Swap "nostril" for "muzzle" and write out the items again, beginning at the line that has "Provide one point per instance of the dirt" and stopping after the last line of the items, with everything else left unchanged.
— begin —
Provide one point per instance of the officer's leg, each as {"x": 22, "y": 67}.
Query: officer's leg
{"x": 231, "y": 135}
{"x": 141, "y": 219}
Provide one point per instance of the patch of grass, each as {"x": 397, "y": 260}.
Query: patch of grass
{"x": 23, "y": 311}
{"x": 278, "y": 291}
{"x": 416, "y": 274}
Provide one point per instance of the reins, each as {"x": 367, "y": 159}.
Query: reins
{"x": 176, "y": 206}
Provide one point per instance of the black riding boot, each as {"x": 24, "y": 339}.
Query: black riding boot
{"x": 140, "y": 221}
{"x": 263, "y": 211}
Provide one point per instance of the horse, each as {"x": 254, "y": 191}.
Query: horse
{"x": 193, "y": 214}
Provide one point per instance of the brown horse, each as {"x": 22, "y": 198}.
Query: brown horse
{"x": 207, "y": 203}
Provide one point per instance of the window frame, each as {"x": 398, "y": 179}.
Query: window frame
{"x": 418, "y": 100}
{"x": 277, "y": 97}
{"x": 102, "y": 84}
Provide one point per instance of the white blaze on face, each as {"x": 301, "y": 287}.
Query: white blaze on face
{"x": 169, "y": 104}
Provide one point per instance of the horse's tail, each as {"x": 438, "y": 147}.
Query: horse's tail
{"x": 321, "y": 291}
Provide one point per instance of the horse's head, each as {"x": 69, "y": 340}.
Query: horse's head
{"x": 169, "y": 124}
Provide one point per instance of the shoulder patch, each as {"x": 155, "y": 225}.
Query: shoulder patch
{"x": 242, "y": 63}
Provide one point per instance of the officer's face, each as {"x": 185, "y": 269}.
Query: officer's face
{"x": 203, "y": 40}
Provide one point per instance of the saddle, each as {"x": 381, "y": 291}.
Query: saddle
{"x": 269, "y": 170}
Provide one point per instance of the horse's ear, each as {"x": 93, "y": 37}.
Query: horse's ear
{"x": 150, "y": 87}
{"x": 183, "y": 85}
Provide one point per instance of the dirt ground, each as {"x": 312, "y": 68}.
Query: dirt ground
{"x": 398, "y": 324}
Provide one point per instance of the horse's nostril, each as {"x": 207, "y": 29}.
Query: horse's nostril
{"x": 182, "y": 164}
— end —
The answer:
Provide one point per instance of the dirt ground, each as {"x": 312, "y": 68}.
Query: dirt ground
{"x": 398, "y": 324}
Provide one point per instance of the horse's muzzle, each as {"x": 207, "y": 29}.
Query: horse's muzzle
{"x": 182, "y": 164}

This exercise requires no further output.